◆ **INSTRUCTIONS TO FOLLOW**
Every record that follows must be duplicated exactly, with images left out.

[EXCERPTED RECORDS start]

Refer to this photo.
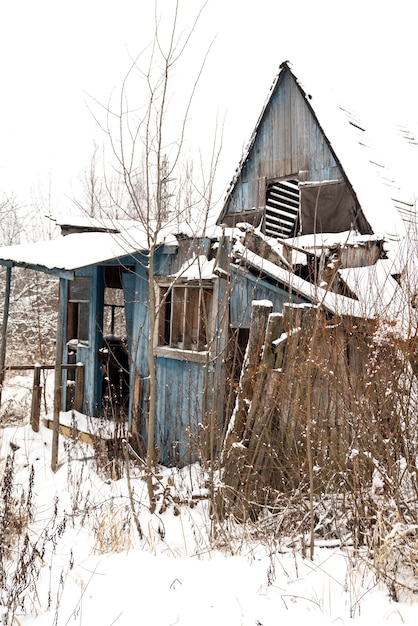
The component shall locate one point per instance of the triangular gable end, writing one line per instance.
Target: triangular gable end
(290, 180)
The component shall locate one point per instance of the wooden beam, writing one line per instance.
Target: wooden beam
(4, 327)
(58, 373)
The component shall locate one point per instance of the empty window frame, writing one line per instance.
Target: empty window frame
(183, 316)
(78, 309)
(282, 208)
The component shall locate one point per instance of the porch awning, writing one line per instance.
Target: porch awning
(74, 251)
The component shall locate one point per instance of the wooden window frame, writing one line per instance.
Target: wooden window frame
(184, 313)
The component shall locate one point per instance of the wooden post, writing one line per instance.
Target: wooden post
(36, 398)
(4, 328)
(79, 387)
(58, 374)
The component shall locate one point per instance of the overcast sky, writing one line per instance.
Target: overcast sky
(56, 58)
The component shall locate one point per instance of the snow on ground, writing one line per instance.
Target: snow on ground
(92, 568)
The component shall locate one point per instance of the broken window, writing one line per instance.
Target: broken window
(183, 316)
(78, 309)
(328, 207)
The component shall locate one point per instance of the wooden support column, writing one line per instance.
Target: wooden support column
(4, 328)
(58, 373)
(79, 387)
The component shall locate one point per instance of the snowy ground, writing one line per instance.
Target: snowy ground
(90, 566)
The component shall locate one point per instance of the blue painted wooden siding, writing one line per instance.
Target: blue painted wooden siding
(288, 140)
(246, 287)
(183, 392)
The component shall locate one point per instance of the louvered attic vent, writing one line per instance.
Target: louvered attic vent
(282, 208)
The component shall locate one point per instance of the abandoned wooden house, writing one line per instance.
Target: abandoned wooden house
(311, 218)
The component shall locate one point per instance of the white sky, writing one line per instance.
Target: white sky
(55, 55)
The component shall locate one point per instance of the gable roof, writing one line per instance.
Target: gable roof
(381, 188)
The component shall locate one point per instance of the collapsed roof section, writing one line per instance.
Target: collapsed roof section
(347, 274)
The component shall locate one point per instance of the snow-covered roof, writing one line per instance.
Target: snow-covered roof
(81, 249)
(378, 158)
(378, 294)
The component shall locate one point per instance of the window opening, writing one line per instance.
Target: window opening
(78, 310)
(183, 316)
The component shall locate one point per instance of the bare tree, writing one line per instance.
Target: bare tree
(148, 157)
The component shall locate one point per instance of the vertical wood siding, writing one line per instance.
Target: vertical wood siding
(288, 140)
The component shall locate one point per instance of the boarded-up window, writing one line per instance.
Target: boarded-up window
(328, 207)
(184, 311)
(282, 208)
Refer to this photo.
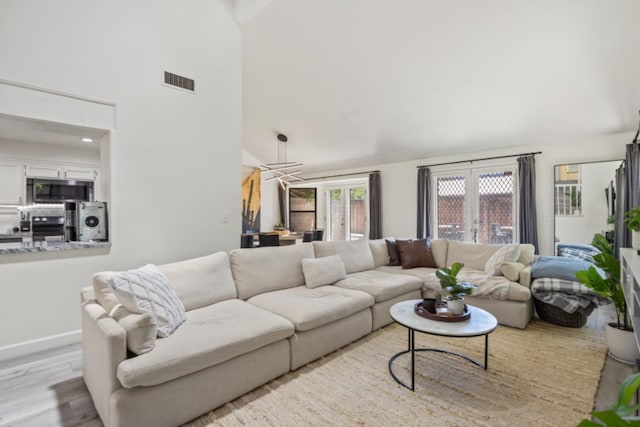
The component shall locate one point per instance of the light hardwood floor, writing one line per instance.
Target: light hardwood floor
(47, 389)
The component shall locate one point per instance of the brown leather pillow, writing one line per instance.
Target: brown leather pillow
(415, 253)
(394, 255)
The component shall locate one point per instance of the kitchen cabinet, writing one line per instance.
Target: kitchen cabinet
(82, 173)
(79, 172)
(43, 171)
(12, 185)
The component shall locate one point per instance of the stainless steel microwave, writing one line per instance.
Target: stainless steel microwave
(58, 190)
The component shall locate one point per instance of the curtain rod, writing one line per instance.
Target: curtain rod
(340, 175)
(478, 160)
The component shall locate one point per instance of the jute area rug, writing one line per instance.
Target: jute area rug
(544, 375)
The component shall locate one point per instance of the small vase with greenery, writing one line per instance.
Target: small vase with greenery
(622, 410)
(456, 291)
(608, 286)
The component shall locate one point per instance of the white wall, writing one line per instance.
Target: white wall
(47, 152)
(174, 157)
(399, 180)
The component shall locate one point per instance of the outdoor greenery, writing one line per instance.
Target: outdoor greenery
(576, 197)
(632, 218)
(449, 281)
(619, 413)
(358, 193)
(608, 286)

[EXCERPTED RECORDS end]

◆ **ANSWER TO THE PROBLEM**
Refer to this photo.
The component shall locate one point per instance of the triangular gable end, writing one line per instance.
Target: triangular gable end
(290, 180)
The component shall locate one point per instance of the wooden beam, writing one line per instance.
Target: wooden beam
(4, 327)
(58, 373)
The component shall locate one point per instance of the empty window frame, writing one line per instance.
Target: empty window frame
(183, 316)
(78, 309)
(282, 208)
The component shall locate one point per instance of the porch awning, writing one line per instance.
Target: porch awning
(74, 251)
The component shall locate one point per instance of the wooden window frame, writing one line per instance.
Target: wooden window frame
(184, 313)
The component shall locate one point per instance of the wooden post, writing one line per instance.
Target: wooden post
(36, 398)
(4, 328)
(79, 387)
(58, 374)
The component shall locate one point per instance of the overcast sky, writing one line per instance.
Target: overcast sky
(56, 58)
The component shall locate one point per instance of the snow on ground, writing one line per instance.
Target: snow on ground
(92, 568)
The component shall locate one point per instance of the broken window, writing one line per instance.
Target: broken window
(183, 316)
(78, 309)
(328, 207)
The component shall locate one point per instance of the wooden support column, writing one line per instance.
Target: wooden support column
(4, 328)
(58, 373)
(79, 387)
The component shall locate one point per instance of the snowy ground, writing one line per instance.
Target: snowy ground
(90, 566)
The component shall locate one point per instance of the blue painted wooden siding, writing one line per instance.
Target: blue painted wooden siding
(288, 140)
(246, 287)
(183, 392)
The component shall locate one point per instance of the louvered attic vent, writing one line per instance.
Target: louvered attic vent
(282, 208)
The component shall locate one point per instance of the abandoned wooden house, writing one line per instance.
Target: abandoned wooden house
(311, 218)
The component shall locate one point per instance of the white sky, writing one line per instance.
Target: white sky
(55, 55)
The component shall locate one point per instance of the gable roof, writing one line per instance.
Target: gable roof
(381, 188)
The component shall locate one point per instance of the collapsed roof section, writing one line per instance.
Target: collapsed roof section
(347, 274)
The component shall locate one point per instance of the snow-covered roof, writing one line per instance.
Target: snow-covered roof
(81, 249)
(378, 158)
(378, 294)
The component shall locate one point per instance of the window opening, writing one line per instance.
Target: window opening
(78, 310)
(183, 316)
The component shall locate one point per instance of the bare tree, writing one line per instance.
Target: bare tree
(148, 157)
The component shall locate one point per instance of the vertical wood siding, writing one line per instance.
Target: vertical wood siding
(288, 140)
The component shall locate one point per instance of the boarded-up window, writing one line per instance.
Target: boarded-up window
(328, 207)
(184, 311)
(282, 208)
Refer to this photo.
The component shall locate one point per instance of the light hardwood floor, writing one line per instance.
Target: light hardwood floor
(47, 389)
The component shall locate one point per instance of the brown leather pillow, writing one line per instance.
Target: brown leather pillow
(415, 253)
(394, 255)
The component shall locate one point per instance of the kitchen cabinet, writing one line per instance.
Target: kitchen cabinet
(82, 173)
(79, 172)
(43, 171)
(12, 185)
The component shall locate one point per instance of the stainless steel microwave, writing one line per instance.
Target: stainless steel microwave
(58, 190)
The component shall locate one point per instance of the curtain rod, writing one line per instance.
Target: curtain rod
(340, 175)
(478, 160)
The component shall locate one point per instance of the jute area rug, writing one line per instance.
Target: jute area rug
(544, 375)
The component shall locate one point per instance of the small vase with greenery, writing one line per instance.
Target: small vase with greenery
(622, 410)
(456, 291)
(608, 286)
The component shall locate one point per instance of the white wall, writing one line per instance.
Target: white wall
(47, 152)
(174, 157)
(399, 180)
The component shall locate one point per instance of the outdoor greenery, writing one line per instance.
Target: outdoor greenery
(576, 197)
(632, 218)
(449, 281)
(619, 413)
(358, 193)
(608, 286)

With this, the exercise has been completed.